◆ What is expected: Beginning with the line below that contains "of the porch" and ending with the line that contains "of the white", copy every line exactly. Copy nothing else.

◆ Stored data:
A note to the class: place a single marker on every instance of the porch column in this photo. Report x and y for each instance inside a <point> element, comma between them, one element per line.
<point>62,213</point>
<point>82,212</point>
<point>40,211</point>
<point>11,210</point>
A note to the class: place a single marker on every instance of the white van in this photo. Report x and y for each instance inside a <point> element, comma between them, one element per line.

==

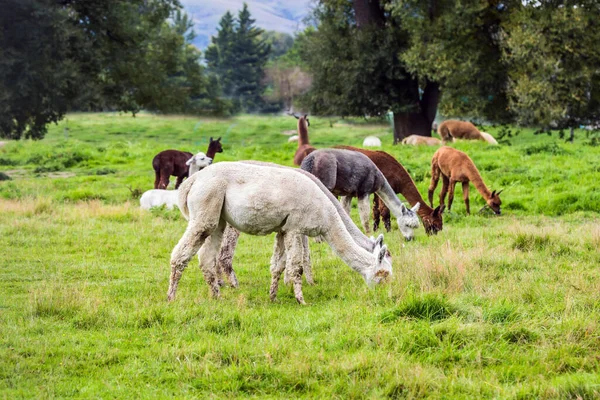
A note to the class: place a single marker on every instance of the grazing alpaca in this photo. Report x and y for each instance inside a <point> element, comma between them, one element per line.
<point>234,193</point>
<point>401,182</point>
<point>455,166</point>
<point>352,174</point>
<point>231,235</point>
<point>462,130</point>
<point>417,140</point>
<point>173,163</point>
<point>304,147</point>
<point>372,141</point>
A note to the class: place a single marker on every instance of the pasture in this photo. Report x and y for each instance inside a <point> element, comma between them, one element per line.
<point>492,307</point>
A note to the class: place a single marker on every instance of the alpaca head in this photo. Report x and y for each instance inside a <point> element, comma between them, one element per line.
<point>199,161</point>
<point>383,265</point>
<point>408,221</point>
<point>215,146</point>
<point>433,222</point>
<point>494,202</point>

--

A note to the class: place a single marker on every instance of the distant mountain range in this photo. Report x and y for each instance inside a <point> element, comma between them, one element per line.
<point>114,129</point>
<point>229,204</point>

◆ Output of the task:
A note to the class: place a single marker on every instance of the porch column in this photo. Report x and y for each instance inside a <point> element, comma between them, one element per line.
<point>62,213</point>
<point>82,212</point>
<point>40,211</point>
<point>11,210</point>
A note to the class: place a single marker on every instance of the white van in this photo. Report x and y for each instance inside a <point> element, comma between them, one element per line.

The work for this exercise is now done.